#### Stored items:
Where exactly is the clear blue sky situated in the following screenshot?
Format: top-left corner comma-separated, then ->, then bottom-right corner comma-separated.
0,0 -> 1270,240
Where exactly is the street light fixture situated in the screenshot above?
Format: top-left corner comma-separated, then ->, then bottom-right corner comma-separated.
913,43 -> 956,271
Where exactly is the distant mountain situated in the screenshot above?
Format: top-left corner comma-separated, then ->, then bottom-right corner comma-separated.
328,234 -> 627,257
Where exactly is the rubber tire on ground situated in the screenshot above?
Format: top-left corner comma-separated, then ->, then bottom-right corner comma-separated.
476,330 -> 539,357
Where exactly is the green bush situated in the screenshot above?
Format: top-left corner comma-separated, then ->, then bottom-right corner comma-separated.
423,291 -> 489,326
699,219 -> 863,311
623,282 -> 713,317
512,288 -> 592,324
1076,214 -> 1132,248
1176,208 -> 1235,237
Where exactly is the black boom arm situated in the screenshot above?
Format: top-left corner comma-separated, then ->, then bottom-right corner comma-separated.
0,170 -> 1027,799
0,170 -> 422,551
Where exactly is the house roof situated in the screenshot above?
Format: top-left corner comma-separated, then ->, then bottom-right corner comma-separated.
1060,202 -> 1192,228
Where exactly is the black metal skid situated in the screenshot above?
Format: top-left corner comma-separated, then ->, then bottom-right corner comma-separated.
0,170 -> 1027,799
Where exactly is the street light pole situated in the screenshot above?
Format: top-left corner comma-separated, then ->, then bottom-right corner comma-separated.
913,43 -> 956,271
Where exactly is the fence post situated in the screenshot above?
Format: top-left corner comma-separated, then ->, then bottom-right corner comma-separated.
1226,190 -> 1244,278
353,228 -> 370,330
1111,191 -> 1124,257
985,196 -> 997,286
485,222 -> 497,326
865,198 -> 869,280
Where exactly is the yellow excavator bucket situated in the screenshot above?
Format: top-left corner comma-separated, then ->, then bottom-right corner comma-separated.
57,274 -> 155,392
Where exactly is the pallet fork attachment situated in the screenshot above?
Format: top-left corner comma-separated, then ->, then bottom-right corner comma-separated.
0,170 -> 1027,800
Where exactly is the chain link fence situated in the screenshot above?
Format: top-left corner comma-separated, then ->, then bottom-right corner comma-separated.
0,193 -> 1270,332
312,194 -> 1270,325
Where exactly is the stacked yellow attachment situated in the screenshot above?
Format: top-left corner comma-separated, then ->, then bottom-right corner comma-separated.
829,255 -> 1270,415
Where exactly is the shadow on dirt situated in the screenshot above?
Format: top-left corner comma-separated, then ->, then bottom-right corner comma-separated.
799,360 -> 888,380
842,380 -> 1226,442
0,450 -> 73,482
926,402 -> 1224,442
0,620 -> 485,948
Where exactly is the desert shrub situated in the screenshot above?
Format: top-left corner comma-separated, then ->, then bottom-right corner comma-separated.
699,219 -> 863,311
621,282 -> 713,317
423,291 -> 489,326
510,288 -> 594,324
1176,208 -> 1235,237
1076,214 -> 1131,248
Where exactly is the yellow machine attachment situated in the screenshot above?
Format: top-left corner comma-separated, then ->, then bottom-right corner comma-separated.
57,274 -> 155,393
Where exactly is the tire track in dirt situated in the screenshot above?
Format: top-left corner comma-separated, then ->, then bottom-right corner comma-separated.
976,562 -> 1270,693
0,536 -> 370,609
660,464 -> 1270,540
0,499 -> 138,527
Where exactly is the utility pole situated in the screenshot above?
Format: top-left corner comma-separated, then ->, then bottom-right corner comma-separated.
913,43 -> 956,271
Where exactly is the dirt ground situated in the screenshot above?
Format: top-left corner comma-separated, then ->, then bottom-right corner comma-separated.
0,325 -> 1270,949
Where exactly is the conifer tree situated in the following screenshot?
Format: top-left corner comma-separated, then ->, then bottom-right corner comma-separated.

#### Your objective:
Update the records above by replacing every "screenshot" with "image", and keep everything else the same.

#### Response:
Where exactly is the clear blue sky situated in the following image?
Format: top-left corner comma-separated, then ->, then bottom-right corner comma-separated.
0,0 -> 1270,240
Where exactly is the street light fixture situated in the image above?
Format: top-left corner comma-separated, then ->, then bottom-right corner comma-separated.
913,43 -> 956,271
Where exactly is the distant mountain situated in the image above?
Format: top-left corner comma-separated, then ->, then bottom-right corner comma-separated.
328,234 -> 627,257
Where exactly is the rubber tire on ground situated in the image above?
Format: top-left corner comma-separated, then ->, then bottom-right corner comma-separated.
476,330 -> 539,357
Where exactly is the green bush situated in the image above?
Format: top-left corner comma-separated, then ->, then bottom-right corner comma-separated.
423,291 -> 489,326
699,219 -> 863,311
623,282 -> 713,317
512,288 -> 592,324
1076,214 -> 1132,248
1176,208 -> 1235,237
Where exactly is the black boom arm situated in the image above?
Format: top-left corner comma-separated, then ->, then bottom-right corner comma-separated.
0,170 -> 1027,799
0,170 -> 422,551
Where exactly is the house roof situated in the image above?
Format: top-left corner comma-separated, then ->, then bottom-right corner comma-separated.
1060,202 -> 1192,228
Where exactly is the black metal skid situated in the image above?
Format: top-left corner comma-separated, then ->, then bottom-right corner comma-separated.
0,170 -> 1027,799
Where exactly is the street light pole situated in the image above?
Format: top-left corner comma-separated, then ->, then bottom-right corner comma-separated.
913,43 -> 956,271
Where exactly is the fence post situated in the image above?
Format: top-left corner comma-separated, then ->, then bottom-right corner comma-separated.
1226,190 -> 1244,278
353,228 -> 370,330
1111,191 -> 1124,257
985,196 -> 997,286
485,222 -> 497,326
865,198 -> 869,280
Where exactly is the yellow excavator bucket situated in the image above?
Format: top-left corner comma-separated, then ->, then bottom-right corner comma-separated.
57,274 -> 155,392
Where exactly is the pallet fork attachment situated in the image above?
Format: top-left corner comma-separated, then ->, then bottom-right corner comma-separated.
0,170 -> 1027,800
Where exactly is the chain link fence situated in the image above?
Format: top-left corner comma-separated, then ->, then bottom-right corner comma-separated.
0,193 -> 1270,332
312,194 -> 1270,325
Where exactly is the stacked yellow attachment situated in the image above?
Format: top-left corner comma-separated, then ->, then bottom-right corner comma-separated.
829,255 -> 1270,415
Where exactly is the shadow on dirt situated in the image above?
Format: top-left corner comma-separated, then ->, then bottom-right corner comma-separated.
799,360 -> 888,380
842,380 -> 1226,442
0,450 -> 73,482
926,402 -> 1224,442
0,620 -> 485,948
Where exactly is the desert shrub situated in the image above?
Format: top-left corner comma-separated, then ->, then bottom-right corner comma-separated.
699,219 -> 863,311
621,282 -> 713,317
423,291 -> 489,326
510,288 -> 594,324
1176,208 -> 1235,237
1076,214 -> 1131,248
Where exactly is the yellow machine attachment situated in the image above?
Format: top-left corner comma-separated, then ->, then bottom-right corner comma-separated.
57,274 -> 155,393
Where exactly is the tire track in dirt situated in the image above?
Format: top-left corner comma-separated, then ->, then bottom-right corner comma-separated.
976,562 -> 1270,693
0,536 -> 370,609
660,464 -> 1270,540
0,499 -> 138,527
Where exactly is the utility pole situated in the image above?
Format: top-left corner comma-separated, then ->, then bottom-right corner comma-separated.
913,43 -> 956,271
Where exactly is the dirt ground situated in the image above?
Format: top-left corner comma-separated, then ->, then bottom-right corner comma-separated.
0,325 -> 1270,949
Where exactly is the conifer tree situated in the following image?
Format: top-left corner comma-separated, then ->, then bottom-right corner comma-separated.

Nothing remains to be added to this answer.